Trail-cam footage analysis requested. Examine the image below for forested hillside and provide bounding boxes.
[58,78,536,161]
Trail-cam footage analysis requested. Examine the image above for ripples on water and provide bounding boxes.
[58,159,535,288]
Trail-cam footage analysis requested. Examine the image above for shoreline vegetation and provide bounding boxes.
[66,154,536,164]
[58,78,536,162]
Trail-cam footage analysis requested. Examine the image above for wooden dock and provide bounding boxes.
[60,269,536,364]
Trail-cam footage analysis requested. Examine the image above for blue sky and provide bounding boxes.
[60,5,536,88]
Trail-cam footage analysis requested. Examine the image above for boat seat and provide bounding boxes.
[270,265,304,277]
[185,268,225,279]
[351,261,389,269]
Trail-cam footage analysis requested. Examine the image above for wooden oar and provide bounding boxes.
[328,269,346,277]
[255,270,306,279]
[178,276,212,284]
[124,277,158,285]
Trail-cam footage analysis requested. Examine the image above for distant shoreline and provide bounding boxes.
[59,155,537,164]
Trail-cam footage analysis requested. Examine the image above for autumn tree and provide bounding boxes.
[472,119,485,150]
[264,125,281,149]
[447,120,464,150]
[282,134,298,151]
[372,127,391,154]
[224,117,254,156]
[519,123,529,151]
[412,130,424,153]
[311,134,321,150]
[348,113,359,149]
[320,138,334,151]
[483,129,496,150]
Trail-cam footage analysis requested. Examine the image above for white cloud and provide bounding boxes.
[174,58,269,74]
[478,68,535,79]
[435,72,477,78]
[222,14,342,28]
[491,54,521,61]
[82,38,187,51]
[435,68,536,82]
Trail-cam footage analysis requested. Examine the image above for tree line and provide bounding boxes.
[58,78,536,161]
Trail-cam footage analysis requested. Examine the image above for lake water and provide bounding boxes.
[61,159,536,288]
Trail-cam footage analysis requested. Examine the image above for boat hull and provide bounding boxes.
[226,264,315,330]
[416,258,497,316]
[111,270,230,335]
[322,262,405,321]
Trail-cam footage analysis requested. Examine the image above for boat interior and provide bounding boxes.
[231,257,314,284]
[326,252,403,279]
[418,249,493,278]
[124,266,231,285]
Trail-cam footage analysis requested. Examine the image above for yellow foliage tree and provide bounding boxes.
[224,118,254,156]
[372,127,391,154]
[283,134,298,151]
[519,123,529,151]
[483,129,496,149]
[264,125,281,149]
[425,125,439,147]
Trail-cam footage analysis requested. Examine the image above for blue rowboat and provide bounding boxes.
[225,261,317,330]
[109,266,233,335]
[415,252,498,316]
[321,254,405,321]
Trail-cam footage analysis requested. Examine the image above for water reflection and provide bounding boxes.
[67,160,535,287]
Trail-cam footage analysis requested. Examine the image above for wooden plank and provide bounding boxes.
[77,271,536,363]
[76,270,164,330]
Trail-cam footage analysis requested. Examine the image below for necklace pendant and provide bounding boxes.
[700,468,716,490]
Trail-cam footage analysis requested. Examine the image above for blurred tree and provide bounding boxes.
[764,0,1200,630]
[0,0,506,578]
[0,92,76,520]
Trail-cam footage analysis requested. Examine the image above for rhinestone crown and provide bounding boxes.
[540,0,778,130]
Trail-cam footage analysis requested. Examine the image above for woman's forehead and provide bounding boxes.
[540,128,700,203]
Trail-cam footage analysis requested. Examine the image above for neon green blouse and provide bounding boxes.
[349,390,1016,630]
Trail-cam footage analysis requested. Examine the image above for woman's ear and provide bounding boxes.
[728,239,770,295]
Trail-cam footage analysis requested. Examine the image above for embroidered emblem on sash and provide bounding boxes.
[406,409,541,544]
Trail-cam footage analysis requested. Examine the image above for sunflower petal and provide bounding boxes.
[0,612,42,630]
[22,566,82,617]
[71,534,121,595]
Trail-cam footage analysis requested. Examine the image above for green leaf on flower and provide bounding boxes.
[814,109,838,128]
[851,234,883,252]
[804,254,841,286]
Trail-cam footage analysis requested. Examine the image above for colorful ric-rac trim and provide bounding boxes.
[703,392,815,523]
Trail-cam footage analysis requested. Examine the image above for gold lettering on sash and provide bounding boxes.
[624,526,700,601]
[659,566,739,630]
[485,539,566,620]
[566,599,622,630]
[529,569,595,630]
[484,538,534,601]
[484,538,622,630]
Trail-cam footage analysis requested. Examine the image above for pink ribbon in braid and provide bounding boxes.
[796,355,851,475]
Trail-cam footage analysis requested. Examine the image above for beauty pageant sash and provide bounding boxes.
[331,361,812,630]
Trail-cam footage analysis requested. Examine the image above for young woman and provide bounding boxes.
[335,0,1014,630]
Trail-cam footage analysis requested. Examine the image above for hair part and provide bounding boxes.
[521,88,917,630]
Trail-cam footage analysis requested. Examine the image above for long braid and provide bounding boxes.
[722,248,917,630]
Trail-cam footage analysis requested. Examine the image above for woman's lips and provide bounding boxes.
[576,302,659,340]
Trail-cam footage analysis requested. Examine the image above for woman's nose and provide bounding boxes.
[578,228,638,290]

★ ★ ★ ★ ★

Express the listing above, from its first line through the line containing "[60,5,536,88]", inclusive, as a two-column CSV with the headers instruction and boxes. Give one row per instruction line, pairing it with the coordinates that follow it, with each field in double quotes and any line breaks replaced by spaces.

EXERCISE OUTPUT
instruction,boxes
"Trail-cam footage analysis requested. Examine the image below for forested hillside and provide bounding boxes.","[58,78,536,161]"
"Trail-cam footage analysis requested. Examine the image above for ripples on water and provide bounding boxes.","[58,159,535,288]"
"Trail-cam footage analysis requested. Examine the image above for shoreline vegetation and provide bounding boxes.","[66,154,536,164] [58,78,536,162]"
"Trail-cam footage analysis requested. Examine the image above for wooden dock and provide bounding boxes.","[60,269,536,364]"
"Trail-cam footage analysis requested. Examine the image above for blue sky and provide bounding boxes.","[60,5,536,88]"